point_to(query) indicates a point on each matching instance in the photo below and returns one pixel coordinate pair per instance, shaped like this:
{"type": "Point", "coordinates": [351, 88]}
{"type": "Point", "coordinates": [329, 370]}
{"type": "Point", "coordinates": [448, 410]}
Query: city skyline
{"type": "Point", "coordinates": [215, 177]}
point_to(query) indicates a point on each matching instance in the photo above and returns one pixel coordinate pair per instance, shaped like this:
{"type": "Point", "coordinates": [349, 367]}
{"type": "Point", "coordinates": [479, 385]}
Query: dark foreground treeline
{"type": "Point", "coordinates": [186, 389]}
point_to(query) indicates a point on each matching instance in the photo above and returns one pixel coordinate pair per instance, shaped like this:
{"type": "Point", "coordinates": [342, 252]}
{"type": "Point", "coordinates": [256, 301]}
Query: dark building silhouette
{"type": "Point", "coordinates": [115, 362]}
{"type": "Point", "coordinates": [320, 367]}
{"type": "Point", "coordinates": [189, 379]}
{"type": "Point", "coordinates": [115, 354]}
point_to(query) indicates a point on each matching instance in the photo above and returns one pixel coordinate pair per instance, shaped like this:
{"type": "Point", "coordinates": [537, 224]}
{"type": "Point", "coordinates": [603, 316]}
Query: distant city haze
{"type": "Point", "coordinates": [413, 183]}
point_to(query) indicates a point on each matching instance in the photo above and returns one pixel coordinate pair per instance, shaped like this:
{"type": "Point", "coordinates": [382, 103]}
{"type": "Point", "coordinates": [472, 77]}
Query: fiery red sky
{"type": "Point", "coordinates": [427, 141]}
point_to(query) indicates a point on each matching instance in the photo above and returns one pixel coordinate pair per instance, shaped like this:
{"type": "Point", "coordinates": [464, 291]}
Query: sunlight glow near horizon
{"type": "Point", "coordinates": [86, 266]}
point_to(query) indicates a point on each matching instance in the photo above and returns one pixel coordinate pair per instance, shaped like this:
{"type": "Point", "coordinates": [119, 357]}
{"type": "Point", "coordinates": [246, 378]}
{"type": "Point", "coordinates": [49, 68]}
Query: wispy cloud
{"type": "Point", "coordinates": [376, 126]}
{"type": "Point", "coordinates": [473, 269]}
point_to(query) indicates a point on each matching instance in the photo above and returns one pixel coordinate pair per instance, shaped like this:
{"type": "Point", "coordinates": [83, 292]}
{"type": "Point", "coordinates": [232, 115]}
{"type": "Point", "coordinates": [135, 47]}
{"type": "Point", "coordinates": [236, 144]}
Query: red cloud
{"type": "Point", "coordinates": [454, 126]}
┄┄┄┄┄┄┄┄┄┄
§ **EXERCISE**
From start to finish, retype the records above with complete accuracy.

§ **OUTPUT BELOW**
point_to(query) indicates a point on each matching instance in the photo below and returns one pixel coordinate pair per instance, shaped like this:
{"type": "Point", "coordinates": [351, 88]}
{"type": "Point", "coordinates": [329, 370]}
{"type": "Point", "coordinates": [448, 410]}
Query: city skyline
{"type": "Point", "coordinates": [215, 177]}
point_to(query) indicates a point on each matching instance in the photo above and returns one pixel coordinate pair per instance, shaped like this:
{"type": "Point", "coordinates": [349, 367]}
{"type": "Point", "coordinates": [479, 385]}
Query: dark foreground treeline
{"type": "Point", "coordinates": [186, 389]}
point_to(query) indicates a point on each matching instance in the photo above and returns one pixel coordinate pair per instance, shaped like this:
{"type": "Point", "coordinates": [342, 252]}
{"type": "Point", "coordinates": [256, 301]}
Query: dark building silhouette
{"type": "Point", "coordinates": [115, 362]}
{"type": "Point", "coordinates": [320, 367]}
{"type": "Point", "coordinates": [189, 379]}
{"type": "Point", "coordinates": [115, 354]}
point_to(query) indicates a point on each matching instance in the photo above and returns one pixel coordinate pair per instance, shaped like this:
{"type": "Point", "coordinates": [537, 224]}
{"type": "Point", "coordinates": [603, 316]}
Query: distant city haze
{"type": "Point", "coordinates": [413, 183]}
point_to(query) indicates a point on each matching instance in the photo above and returns one pixel coordinate pair per instance, shaped like this:
{"type": "Point", "coordinates": [382, 103]}
{"type": "Point", "coordinates": [472, 77]}
Query: fiery red sky
{"type": "Point", "coordinates": [427, 141]}
point_to(query) indicates a point on each matching instance in the photo above and returns one pixel coordinate pair per instance, shaped like this:
{"type": "Point", "coordinates": [464, 291]}
Query: sunlight glow near horizon
{"type": "Point", "coordinates": [86, 266]}
point_to(query) indicates a point on each matching instance in the photo above and returns one pixel coordinate pair per instance, shaped like this:
{"type": "Point", "coordinates": [119, 357]}
{"type": "Point", "coordinates": [246, 378]}
{"type": "Point", "coordinates": [49, 68]}
Query: wispy cloud
{"type": "Point", "coordinates": [376, 126]}
{"type": "Point", "coordinates": [473, 269]}
point_to(query) indicates a point on each matching instance in the photo above and returns one pixel coordinate pair per instance, shaped like this:
{"type": "Point", "coordinates": [83, 292]}
{"type": "Point", "coordinates": [232, 115]}
{"type": "Point", "coordinates": [135, 47]}
{"type": "Point", "coordinates": [236, 144]}
Query: red cloud
{"type": "Point", "coordinates": [454, 126]}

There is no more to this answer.